§ O QUE SE PEDE
Extraia da reportagem sobre o artigo 142 o trecho que vai de "Segundo Gilmar, a" a "Silva no STF.", sem alterar nenhuma palavra.

Valor econômico, v.21, n.5015, 04/06/2020. Política, p. A10

 

"Forças Armadas não são milícias de facção partidária"

Isadora Peron

Luísa Martins 

04/06/2020

 

 

Em "live" promovida ontem pelo Valor, o ministro Gilmar Mendes, do Supremo Tribunal Federal (STF), classificou como "irresponsável", "loucura" e "tese de lunático" a interpretação do presidente Jair Bolsonaro e aliados de que o artigo 142 da Constituição Federal pode ser usado para legitimar uma eventual intervenção militar e conter o que consideram excessos do Poder Judiciário. Em meio à uma crise entre os Poderes, o ministro defendeu ainda que as "Forças Armadas não são milícias de uma dada facção partidária".

Durante a entrevista, o ministro rebateu uma declaração do procurador-geral da República, Augusto Aras, que defendeu que o artigo 142 da Constituição prevê que, em caso de interferência, os militares devem garantir o "funcionamento dos Poderes constituídos". "Eu acho algo completamente irresponsável. Vou repetir: é uma interpretação irresponsável aquela que atribui às Forças Armadas o papel de interpretar a Constituição."

Segundo ele, o Supremo é o "guardião da Constituição". O ministro avalia ainda ter se instalado no país uma "grande loucura, uma grande confusão" em relação a esse assunto. "Recentemente eu disse que essa tese é uma tese de lunáticos. É uma viagem de lunáticos. O artigo 142 tem uma discussão muito importante que é a missão das Forças Armadas para proteger poderes constitucionais e assegurar a lei e a ordem a pedido de um dos Poderes, mas é só isso", disse.

Segundo Gilmar, a primeira vez que ele ouviu falar sobre essa tese do artigo 142 foi durante uma conversa com o então comandante do Exército, o general Eduardo Villas Bôas. O ministro contou que, dias antes, o professor Ives Gandra teria ido ao Forte Apache, como é chamado o Quartel-General do Exército, e lançado essa nova interpretação. "O general Villas Bôas me perguntou e eu disse que isso não estava em lugar nenhum", contou.

Ele, no entanto, afirmou que foi essa interpretação que fez o então comandante do Exército sugerir, nas redes sociais, que poderia haver uma intervenção militar, na véspera do julgamento de um habeas corpus impetrado pela defesa do ex-presidente Luiz Inácio Lula da Silva no STF.

Em mais um movimento do governo para distensionar o clima com o Supremo, o ministro contou também que teve uma conversa com o presidente no sábado e ponderou que ele deveria evitar a participação nas manifestações que pedem o fechamento do STF e do Congresso. Ele também repudiou o fato de o ministro da Defesa, Fernando Azevedo e Silva, ter sobrevoado, ao lado de Bolsonaro, um protesto no fim de semana e cobrou uma posição da cúpula militar. "Eu acho que, inclusive, os militares têm que ter muito cuidado quando participam dessas manifestações. Acho até que os chefes das Forças Armadas deveriam se pronunciar sobre isso."

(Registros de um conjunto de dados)
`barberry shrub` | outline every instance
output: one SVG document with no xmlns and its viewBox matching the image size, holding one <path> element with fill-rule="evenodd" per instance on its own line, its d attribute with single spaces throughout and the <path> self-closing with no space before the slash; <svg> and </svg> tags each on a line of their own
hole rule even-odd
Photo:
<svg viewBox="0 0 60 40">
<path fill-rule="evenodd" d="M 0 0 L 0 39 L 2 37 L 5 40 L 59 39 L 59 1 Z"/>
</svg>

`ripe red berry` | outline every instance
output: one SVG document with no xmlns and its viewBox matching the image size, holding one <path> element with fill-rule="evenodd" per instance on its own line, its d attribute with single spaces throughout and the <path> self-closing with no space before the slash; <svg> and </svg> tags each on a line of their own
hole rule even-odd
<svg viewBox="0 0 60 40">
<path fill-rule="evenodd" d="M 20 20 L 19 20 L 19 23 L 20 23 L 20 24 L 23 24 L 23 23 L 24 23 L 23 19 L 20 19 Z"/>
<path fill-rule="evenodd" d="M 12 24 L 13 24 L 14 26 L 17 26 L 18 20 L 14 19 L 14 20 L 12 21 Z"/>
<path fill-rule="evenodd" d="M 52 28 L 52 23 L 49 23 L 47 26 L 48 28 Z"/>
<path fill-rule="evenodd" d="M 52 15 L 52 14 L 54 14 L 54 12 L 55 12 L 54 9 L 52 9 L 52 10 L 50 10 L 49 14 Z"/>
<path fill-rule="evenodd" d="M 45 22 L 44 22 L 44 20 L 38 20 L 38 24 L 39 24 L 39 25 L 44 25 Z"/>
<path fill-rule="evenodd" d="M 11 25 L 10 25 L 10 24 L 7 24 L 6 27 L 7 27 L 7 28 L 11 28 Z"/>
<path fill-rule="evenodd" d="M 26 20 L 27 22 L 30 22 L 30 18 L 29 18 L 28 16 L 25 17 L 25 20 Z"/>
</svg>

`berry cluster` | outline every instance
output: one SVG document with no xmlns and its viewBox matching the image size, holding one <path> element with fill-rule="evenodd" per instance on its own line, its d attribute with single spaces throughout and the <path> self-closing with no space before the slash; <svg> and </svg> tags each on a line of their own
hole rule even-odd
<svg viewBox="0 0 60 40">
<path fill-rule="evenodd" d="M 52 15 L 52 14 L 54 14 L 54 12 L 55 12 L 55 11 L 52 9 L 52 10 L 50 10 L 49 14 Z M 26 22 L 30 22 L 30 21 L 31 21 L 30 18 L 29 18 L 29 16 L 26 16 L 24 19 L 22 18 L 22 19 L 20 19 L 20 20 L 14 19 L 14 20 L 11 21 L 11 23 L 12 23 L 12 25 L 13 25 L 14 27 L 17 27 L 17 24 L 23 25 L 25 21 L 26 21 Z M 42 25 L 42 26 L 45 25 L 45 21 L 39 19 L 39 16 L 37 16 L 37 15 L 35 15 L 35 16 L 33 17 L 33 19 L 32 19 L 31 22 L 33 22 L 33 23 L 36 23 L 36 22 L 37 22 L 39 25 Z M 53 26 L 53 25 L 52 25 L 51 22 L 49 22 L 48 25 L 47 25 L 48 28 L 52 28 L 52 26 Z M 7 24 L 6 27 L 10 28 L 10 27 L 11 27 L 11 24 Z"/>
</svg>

§ RESPOSTA DA TAREFA
Segundo Gilmar, a primeira vez que ele ouviu falar sobre essa tese do artigo 142 foi durante uma conversa com o então comandante do Exército, o general Eduardo Villas Bôas. O ministro contou que, dias antes, o professor Ives Gandra teria ido ao Forte Apache, como é chamado o Quartel-General do Exército, e lançado essa nova interpretação. "O general Villas Bôas me perguntou e eu disse que isso não estava em lugar nenhum", contou.

Ele, no entanto, afirmou que foi essa interpretação que fez o então comandante do Exército sugerir, nas redes sociais, que poderia haver uma intervenção militar, na véspera do julgamento de um habeas corpus impetrado pela defesa do ex-presidente Luiz Inácio Lula da Silva no STF.